(Excerpts from a dataset)
++++++++++

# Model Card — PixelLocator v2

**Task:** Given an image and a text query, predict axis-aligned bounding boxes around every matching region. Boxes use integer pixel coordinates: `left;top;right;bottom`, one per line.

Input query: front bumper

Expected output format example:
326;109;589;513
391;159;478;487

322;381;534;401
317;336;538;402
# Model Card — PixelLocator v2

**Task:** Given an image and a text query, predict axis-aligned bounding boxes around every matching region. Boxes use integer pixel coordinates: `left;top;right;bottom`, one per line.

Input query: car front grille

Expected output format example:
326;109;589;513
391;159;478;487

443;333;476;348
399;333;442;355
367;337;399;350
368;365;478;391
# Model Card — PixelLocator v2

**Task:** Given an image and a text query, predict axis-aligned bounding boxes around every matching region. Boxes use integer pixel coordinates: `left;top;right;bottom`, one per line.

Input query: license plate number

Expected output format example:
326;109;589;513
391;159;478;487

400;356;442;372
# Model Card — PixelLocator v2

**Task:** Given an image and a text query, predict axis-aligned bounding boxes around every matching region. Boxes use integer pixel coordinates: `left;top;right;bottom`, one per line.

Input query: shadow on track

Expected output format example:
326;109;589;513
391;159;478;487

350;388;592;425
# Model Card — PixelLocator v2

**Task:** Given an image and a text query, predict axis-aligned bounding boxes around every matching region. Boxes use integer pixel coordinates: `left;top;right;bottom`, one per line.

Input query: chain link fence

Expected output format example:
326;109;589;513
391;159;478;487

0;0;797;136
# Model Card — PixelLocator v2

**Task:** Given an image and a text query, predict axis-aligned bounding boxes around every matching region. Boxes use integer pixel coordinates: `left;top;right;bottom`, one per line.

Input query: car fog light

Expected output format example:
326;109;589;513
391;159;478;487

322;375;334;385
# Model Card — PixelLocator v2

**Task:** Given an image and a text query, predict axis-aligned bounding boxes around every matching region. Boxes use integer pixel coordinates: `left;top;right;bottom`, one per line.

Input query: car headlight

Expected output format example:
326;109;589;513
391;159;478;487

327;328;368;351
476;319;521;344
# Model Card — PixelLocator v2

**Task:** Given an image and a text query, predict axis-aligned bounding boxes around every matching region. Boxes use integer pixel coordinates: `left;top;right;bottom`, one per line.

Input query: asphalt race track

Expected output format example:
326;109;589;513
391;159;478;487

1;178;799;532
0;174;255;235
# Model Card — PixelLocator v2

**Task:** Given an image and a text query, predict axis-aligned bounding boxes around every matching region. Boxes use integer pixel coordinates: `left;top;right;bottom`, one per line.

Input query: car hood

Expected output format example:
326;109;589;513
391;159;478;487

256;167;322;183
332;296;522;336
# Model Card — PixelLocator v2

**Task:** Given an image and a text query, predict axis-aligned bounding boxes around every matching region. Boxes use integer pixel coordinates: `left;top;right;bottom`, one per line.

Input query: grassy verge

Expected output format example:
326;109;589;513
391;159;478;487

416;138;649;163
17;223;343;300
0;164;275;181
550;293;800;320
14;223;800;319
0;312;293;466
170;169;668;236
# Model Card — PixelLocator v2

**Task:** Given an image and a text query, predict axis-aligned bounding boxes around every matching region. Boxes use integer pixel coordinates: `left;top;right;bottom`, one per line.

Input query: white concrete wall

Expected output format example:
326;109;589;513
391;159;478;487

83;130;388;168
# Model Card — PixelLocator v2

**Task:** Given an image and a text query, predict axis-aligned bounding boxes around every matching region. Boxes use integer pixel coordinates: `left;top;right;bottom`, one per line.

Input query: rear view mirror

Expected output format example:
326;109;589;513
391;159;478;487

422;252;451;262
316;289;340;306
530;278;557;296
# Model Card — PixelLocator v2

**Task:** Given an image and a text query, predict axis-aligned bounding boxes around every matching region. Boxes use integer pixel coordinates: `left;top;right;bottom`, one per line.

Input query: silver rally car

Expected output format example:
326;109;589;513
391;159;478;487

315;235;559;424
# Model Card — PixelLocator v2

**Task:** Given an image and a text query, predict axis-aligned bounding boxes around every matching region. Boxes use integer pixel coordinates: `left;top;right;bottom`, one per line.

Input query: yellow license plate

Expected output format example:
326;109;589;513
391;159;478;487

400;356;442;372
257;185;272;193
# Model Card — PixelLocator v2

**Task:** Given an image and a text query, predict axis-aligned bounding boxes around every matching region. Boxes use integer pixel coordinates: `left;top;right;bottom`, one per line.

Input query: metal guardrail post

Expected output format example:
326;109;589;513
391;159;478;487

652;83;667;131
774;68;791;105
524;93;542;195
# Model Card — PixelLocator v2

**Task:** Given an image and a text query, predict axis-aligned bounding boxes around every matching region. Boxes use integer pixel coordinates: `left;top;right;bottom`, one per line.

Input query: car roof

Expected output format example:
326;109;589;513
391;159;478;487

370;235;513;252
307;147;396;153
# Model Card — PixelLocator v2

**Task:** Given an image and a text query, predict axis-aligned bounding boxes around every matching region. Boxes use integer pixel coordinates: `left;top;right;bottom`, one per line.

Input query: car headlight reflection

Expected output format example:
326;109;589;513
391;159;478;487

++++++++++

Would you transcribe every entry exactly?

# THE ANSWER
# Model Card — PixelLocator v2

**Task:** Given an image and a text query, predict axis-aligned bounding boxes around every matching region. Boxes use integer pixel coordinates: `left;top;right;bottom`, one per line.

Input query: front bumper

Expected output format example:
326;109;589;513
391;159;478;487

322;381;534;401
317;336;538;402
# Model Card — PixelLocator v2

**Task:** Given an image and a text query, predict axis-aligned bounding boxes around every matching region. Boxes use integer pixel coordinates: `left;top;right;bottom`, one per line.

Input query: car front grille

Expected output format example:
326;109;589;513
391;159;478;487

443;333;476;348
399;333;442;355
367;337;399;350
368;365;478;391
# Model Card — PixelLocator v2

**Task:** Given an image and a text query, predict axis-aligned bounding boxes around every matching region. Boxes use integer pixel coordinates: `left;top;right;bottom`, one per line.

Input query: license plate number

Expected output format example:
326;109;589;513
391;159;478;487

400;356;442;372
# Model Card — PixelLocator v2

**Task:** Given an image and a text query, predict axis-aligned bounding boxes around every matching region. Boxes use integer pixel coordinates: `left;top;right;bottom`, one per line.

Input query: shadow on track

Expected output format example:
326;109;589;513
391;159;478;487

350;388;592;425
# Model Card — PixelLocator v2

**Task:** Given an image and a text query, predict axis-aligned bounding boxes around every matching region. Boxes use integer pixel coordinates: `left;top;right;bottom`, one per line.

Input query: chain link fence

Expected output format example:
326;109;589;513
391;159;478;487

0;0;797;136
# Model Card — PixelLocator v2

**Task:** Given an image and a text query, predict axis-aligned bounding boxes around every matching region. Boxes use integer pixel coordinates: `left;top;right;bottom`, one per line.

Input query: car fog light

Expected output format example:
326;109;589;513
391;159;478;487

322;375;334;385
# Model Card — PixelLocator v2

**Task:** Given an image and a text query, predict axis-aligned bounding boxes around every matching region. Boxes use integer pixel coordinates: `left;top;right;bottom`, one per line.

Input query: car headlight

Expected output format example:
326;109;589;513
391;159;478;487

327;328;368;351
476;319;521;344
# Model Card — PixelLocator v2

**Task:** Given an image and a text query, predict axis-aligned bounding boxes around every matching region. Boxes use integer pixel coordinates: `left;top;right;bottom`, one per line.

Input query: asphalt race track

Expected output format example:
326;109;589;513
391;159;478;487

1;178;799;532
0;174;255;235
# Model Card — PixelLocator v2

**Task:** Given an image and a text query, predict axis-aligned bounding boxes around every matching region. Boxes use integer pixel coordinates: `left;top;right;bottom`, one per line.

Input query: car hood

Expected output format example:
326;109;589;513
391;159;478;487

256;167;322;183
332;296;522;336
# Model Card — PixelLocator v2

**Task:** Given an image and a text query, predict axis-aligned bounding boxes around every matching region. Boxes use integer pixel coordinates: `left;top;right;bottom`, one per line.

Input query: grassy verge

Expected output format example:
326;109;589;513
391;159;478;487

416;138;649;163
17;223;343;300
0;164;275;181
550;293;800;320
14;223;800;319
0;312;293;466
170;169;668;236
# Model Card — PixelLocator v2

**Task:** Given an image and a text query, predict axis-aligned bounding boxes around every matching region. Boxes use integer pixel coordinates: `left;top;right;bottom`, one per line.

Input query: white concrete wall

Expected output format example:
326;109;589;513
391;159;478;487

83;130;388;168
# Model Card — PixelLocator v2

**Task:** Given an image and a text query, predict axis-aligned bounding boxes around every matching region. Boxes use integer pixel coordinates: `left;top;right;bottom`, one per line.

Input query: rear view mirror

Expected output format example:
326;109;589;513
391;159;478;487

422;252;451;262
316;289;340;306
530;278;557;296
# Model Card — PixelLocator v2

**Task:** Given an image and a text query, predict axis-aligned bounding boxes around every matching region. Boxes use integer pixel coordinates: `left;top;right;bottom`, one per line.

Input query: silver rally car

Expected output format example:
326;109;589;513
391;159;478;487

315;235;559;424
# Model Card — PixelLocator v2

**Task:** Given an image and a text query, predict axis-aligned bounding boxes around every matching region. Boxes use integer pixel coordinates: `left;top;right;bottom`, one per line.

Input query: yellow license plate

Expected output format example:
326;109;589;513
391;159;478;487

400;356;442;372
257;185;272;193
# Model Card — PixelLocator v2

**Task:** Given an image and a text query, predict axis-aligned bounding boxes around every matching region. Boxes use integer pixel coordinates: `left;top;right;bottom`, one per line.

Input query: metal guardrail post

Expected output format example:
326;109;589;513
391;159;478;487

652;83;667;131
774;68;791;105
524;93;542;195
# Model Card — PixelLocator v2

**Task:** Given an image and a text query, predict axis-aligned bounding boxes around every matching region. Boxes use integer pixel coordinates: `left;top;right;bottom`, one per line.

Input query: car roof

Expected output format example:
326;109;589;513
391;159;478;487

370;235;513;252
307;147;396;153
# Model Card — PixelLocator v2

**Task:** Given an image and a text query, predict axis-aligned bounding boxes around every matching region. Boxes use integer pixel coordinates: `left;top;right;bottom`, one per line.

Input query: car headlight reflection

Expected output format example:
326;109;589;513
391;159;478;487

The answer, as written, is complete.